Task statement:
Once you find the line containing "Exercise. Spot the small", please retype it and every line after it to the end of the entries, exactly and with nothing added.

++++ Data extracts ++++

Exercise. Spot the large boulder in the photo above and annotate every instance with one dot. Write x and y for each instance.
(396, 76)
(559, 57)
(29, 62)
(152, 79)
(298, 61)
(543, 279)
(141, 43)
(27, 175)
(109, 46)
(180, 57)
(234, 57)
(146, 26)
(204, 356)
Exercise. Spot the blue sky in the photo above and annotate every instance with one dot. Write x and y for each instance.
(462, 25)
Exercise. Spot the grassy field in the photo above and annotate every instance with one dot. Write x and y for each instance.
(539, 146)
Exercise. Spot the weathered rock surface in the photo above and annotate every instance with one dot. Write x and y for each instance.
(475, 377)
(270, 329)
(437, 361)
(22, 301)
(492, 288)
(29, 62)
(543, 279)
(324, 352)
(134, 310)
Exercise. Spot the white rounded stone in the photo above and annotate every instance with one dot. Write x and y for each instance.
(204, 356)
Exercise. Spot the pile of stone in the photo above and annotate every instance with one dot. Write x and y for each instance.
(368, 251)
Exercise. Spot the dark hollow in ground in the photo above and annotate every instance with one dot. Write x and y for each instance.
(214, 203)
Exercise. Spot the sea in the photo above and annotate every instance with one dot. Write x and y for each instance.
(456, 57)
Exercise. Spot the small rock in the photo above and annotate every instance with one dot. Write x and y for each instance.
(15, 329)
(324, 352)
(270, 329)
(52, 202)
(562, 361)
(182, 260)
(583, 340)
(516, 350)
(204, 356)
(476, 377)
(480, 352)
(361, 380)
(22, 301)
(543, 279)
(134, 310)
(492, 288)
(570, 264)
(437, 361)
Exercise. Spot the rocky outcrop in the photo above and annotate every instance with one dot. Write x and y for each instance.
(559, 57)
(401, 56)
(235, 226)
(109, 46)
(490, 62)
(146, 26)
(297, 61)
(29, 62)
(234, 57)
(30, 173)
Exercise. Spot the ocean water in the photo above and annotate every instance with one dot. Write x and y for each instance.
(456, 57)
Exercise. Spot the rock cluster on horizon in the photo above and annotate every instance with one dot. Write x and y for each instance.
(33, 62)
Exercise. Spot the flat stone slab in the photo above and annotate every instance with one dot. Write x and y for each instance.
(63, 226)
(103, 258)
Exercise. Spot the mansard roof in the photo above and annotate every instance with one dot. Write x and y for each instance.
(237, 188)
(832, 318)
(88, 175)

++++

Output below:
Exercise. Spot the small rock in the photo above and annotate every instance with one dot. Write x and y for each instance.
(15, 329)
(324, 352)
(270, 329)
(52, 202)
(562, 361)
(182, 260)
(583, 340)
(516, 350)
(204, 356)
(476, 377)
(480, 352)
(361, 380)
(22, 301)
(543, 279)
(134, 310)
(492, 288)
(570, 264)
(437, 361)
Exercise. Spot the rocky outcrop in the photo above and annotate every instance with one dot. Write x and y for each instance.
(559, 57)
(401, 56)
(235, 226)
(109, 46)
(490, 62)
(146, 26)
(297, 61)
(29, 62)
(234, 57)
(30, 173)
Exercise. Spot the ocean water in the photo above and annotate every instance with one dot. Write x and y for each instance.
(456, 57)
Exercise. Spot the rock cluster on horizon in the photo above and annotate every instance with one dot. Write x and y for each instance.
(33, 62)
Exercise. Spot the flat stone slab in the photo above and annotate every instance with one dot. Write x and y for each instance.
(63, 226)
(103, 258)
Exercise. Spot the mansard roof in the photo above and annotate every instance with one dot. Write x and y for each instance.
(237, 188)
(832, 318)
(88, 175)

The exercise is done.